PROBLEMS TO WORK ON:
- a) Name every person mentioned in the text on Red Bull and Starbucks.
- b) In the records, reproduce the stretch from the line containing "Question. For every instance of the gray marble" through the end of the records, requests included. Multiply every coordinate in the answers by 2.15, rounding to whole numbers with halves going up.

Red Bull is an interesting example of this — according to the founding story, an early version of the beverage found in Thailand is now a worldwide brand.

Did you know that Red Bull, was once a bizarre energy formula sold in Thai gasoline stations and the favorite drink of late night truckers? Now one of the world’s most powerful brands, commonly associated with extreme sports and athletics, Red Bull was once a working class drink for Thai workers.
Invented in the 1970s by Chaleo Yoovidhya, a Thai business seeking to offer a low-priced energy formula for working class Thai laborers, the product become a huge success in Thailand thanks to its careful sponsorship of boxing matches and sports events. Despite its domestic success, it wasn’t until the late 1980s that Red Bull was exposed to the rest of the world in its current form.
While on holiday in Thailand, Austrian entrepreneur Dietrich Mateschitz found the bizarre energy formula and became fond of it as a hangover cure. He reached out to the Thai company’s founders and offered them a 49 percent share in the company if they were willing to let him tweak the formula and expand it internationally.

How many more products or services are waiting to be discovered in the corners of the world and brought to a global market?

Starbucks brought Italian Coffeeshops to the US

Starbucks’ real breakthrough wasn’t around quality of coffee or scale of coffeeshops — it was about creating a new kind of establishment: bringing the feel of Italian Coffeeshops to America. Schultz’s insight was to create this ‘third place’ feeling.

LISTED ENTRIES:

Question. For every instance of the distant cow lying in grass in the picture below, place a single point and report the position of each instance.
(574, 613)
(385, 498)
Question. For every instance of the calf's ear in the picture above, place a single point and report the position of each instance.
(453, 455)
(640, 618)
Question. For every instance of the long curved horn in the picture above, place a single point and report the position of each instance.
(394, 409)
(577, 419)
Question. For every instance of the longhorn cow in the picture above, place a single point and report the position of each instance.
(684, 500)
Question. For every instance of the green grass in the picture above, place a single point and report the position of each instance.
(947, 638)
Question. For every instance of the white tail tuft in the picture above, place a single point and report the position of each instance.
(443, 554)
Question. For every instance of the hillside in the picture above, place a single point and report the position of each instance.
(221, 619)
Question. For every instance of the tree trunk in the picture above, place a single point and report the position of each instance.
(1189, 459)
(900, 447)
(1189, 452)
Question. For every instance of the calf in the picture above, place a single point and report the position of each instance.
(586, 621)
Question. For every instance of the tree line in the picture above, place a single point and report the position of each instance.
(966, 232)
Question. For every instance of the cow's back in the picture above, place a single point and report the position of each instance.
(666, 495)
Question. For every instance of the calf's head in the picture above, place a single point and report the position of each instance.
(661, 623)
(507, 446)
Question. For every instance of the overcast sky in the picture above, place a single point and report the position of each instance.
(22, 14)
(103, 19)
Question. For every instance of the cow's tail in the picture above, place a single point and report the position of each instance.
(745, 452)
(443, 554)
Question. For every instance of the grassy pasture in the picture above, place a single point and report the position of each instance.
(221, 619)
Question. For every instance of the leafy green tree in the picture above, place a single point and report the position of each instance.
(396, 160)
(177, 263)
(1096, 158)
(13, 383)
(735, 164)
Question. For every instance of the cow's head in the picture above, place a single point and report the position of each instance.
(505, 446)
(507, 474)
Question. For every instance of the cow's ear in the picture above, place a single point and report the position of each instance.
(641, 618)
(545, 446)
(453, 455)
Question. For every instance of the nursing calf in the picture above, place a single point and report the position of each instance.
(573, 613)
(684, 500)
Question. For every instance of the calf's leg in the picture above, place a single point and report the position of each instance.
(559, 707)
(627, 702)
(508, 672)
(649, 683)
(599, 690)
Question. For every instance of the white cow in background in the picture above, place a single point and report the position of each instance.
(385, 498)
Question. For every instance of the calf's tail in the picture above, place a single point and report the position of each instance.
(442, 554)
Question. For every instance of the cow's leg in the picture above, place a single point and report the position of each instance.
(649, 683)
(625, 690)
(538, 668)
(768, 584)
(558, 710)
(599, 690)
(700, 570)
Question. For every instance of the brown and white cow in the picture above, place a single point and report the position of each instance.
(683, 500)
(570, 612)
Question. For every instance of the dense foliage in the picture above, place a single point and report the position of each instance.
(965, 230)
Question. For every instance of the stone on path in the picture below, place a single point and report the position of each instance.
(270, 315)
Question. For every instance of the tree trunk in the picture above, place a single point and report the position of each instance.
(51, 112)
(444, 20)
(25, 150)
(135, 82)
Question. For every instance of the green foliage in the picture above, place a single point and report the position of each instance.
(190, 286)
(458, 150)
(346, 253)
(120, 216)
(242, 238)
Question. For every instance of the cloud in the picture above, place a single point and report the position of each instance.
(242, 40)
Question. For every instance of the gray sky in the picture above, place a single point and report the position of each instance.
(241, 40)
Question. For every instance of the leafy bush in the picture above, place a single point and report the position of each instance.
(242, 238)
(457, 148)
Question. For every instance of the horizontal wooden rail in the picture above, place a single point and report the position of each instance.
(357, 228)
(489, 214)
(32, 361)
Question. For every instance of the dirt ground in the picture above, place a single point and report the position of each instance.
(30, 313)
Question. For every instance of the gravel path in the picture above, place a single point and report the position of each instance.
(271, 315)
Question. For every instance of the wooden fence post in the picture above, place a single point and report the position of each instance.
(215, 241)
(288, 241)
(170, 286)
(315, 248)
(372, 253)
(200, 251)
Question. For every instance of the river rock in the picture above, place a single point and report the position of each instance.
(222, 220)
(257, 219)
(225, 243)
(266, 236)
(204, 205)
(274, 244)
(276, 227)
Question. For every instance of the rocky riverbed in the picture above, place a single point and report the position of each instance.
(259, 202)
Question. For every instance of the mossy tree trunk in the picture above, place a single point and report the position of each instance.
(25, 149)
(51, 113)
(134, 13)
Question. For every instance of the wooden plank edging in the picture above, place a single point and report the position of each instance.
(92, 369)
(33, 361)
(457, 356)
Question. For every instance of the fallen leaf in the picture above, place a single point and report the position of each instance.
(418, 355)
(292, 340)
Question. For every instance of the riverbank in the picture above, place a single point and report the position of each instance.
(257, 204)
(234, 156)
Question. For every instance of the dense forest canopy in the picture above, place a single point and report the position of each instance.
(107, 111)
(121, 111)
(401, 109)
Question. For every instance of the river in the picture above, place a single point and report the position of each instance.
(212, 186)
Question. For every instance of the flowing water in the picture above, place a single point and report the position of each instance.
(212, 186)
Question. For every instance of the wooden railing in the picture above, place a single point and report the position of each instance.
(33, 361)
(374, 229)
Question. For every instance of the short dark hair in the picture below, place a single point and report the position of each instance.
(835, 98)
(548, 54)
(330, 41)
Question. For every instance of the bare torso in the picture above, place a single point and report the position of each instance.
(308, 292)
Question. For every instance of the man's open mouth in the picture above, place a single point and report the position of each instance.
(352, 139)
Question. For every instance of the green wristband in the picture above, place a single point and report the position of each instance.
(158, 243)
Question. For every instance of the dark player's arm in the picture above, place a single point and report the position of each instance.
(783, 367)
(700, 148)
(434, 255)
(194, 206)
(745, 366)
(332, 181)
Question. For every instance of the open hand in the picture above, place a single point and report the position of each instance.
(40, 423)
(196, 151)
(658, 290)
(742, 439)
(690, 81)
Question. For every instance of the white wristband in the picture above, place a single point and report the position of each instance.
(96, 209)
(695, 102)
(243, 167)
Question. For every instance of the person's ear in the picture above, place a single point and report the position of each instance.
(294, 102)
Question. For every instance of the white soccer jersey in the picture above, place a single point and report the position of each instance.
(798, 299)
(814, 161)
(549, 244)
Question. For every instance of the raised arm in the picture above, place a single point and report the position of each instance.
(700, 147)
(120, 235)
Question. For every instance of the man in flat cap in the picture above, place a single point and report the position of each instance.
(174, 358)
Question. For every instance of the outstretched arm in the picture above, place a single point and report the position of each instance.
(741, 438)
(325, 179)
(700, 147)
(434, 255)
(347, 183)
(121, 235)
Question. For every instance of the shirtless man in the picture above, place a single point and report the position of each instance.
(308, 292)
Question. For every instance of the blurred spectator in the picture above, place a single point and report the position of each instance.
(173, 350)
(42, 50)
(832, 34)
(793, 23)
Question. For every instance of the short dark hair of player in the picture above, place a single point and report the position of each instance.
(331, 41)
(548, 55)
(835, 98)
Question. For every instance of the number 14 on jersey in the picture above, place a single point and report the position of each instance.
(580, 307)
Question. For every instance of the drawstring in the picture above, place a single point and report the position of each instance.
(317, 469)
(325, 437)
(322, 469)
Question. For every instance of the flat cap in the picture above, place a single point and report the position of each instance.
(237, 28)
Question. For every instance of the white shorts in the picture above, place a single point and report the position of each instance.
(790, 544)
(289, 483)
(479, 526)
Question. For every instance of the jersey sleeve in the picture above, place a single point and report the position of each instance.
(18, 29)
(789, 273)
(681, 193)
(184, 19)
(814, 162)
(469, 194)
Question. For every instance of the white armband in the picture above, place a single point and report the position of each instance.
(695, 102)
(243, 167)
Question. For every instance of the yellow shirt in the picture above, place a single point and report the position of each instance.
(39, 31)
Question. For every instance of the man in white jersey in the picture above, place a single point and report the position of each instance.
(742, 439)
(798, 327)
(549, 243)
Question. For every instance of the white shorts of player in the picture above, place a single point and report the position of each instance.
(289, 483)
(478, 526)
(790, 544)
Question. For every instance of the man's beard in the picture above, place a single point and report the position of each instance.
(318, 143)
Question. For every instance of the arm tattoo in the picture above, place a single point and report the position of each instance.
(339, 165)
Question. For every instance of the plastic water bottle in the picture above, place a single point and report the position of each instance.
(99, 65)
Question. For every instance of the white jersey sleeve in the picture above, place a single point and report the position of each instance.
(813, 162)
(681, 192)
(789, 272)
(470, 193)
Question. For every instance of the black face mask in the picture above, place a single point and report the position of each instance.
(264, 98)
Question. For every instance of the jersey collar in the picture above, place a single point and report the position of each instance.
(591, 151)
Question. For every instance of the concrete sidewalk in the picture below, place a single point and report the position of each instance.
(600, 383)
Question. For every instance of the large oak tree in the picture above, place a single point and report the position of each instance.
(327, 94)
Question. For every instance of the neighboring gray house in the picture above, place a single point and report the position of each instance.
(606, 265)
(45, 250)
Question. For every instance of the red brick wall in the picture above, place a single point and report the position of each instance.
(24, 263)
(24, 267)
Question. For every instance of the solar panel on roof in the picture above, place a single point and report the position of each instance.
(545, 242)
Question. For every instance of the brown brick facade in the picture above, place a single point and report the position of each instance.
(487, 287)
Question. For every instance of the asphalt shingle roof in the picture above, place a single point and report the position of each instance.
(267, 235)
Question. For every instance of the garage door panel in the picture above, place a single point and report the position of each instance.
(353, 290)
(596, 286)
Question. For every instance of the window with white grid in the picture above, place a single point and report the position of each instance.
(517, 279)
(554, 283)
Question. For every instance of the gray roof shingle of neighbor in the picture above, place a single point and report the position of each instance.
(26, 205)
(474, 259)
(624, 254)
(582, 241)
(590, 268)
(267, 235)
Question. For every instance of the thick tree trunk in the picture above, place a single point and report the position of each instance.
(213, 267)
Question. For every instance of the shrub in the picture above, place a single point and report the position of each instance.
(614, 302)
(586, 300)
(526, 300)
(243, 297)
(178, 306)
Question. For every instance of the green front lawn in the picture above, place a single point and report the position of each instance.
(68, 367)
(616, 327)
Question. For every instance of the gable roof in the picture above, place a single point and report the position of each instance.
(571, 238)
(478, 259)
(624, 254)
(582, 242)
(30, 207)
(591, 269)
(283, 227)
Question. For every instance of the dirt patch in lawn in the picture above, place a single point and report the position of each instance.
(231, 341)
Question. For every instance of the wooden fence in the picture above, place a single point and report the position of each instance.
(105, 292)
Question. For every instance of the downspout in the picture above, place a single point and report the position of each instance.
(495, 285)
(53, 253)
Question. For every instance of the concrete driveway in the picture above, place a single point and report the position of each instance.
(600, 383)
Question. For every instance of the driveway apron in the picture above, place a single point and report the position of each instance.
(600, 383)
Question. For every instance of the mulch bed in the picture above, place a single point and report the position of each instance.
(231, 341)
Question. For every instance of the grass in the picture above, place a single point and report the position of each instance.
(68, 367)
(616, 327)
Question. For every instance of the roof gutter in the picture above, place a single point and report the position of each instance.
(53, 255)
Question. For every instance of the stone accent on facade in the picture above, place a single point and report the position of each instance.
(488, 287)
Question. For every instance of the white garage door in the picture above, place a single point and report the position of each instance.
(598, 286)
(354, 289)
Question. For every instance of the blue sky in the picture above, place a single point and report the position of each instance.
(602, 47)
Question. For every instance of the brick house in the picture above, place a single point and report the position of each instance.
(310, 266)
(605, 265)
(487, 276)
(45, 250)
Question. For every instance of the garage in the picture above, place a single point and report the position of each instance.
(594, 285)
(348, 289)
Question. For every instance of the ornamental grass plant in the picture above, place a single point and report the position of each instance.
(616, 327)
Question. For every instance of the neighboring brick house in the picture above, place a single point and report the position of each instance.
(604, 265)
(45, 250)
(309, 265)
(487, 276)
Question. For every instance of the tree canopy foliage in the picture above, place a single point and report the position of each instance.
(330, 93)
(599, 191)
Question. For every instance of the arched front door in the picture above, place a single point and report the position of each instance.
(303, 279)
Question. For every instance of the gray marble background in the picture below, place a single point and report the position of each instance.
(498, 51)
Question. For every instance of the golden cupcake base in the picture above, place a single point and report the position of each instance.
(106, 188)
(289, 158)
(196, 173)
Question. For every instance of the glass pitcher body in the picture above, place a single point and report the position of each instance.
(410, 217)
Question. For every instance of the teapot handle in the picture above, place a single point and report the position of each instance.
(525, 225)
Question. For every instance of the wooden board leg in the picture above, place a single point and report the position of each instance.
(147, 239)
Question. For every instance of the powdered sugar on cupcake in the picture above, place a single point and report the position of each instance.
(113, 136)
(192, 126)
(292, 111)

OUTPUTS BY TASK:
- a)
Chaleo Yoovidhya
Dietrich Mateschitz
Schultz

- b)
Question. For every instance of the gray marble background in the picture below, place a single point and report the position of each instance.
(1071, 110)
Question. For every instance of the golden cupcake base in the picture above, place a single point and report the position of each instance.
(228, 404)
(621, 340)
(421, 372)
Question. For every instance of the glass pitcher body in the picture above, place a single point and report the position of each instance.
(882, 467)
Question. For every instance of the teapot handle in the picture above, place a single point and report the position of each instance.
(1129, 484)
Question. For every instance of the wooden board leg in the picture above, place a single point and report the position of each instance.
(316, 514)
Question. For every instance of the powdered sugar on cupcake in the picture above, place a single point and report the position of each instance.
(243, 292)
(413, 271)
(628, 239)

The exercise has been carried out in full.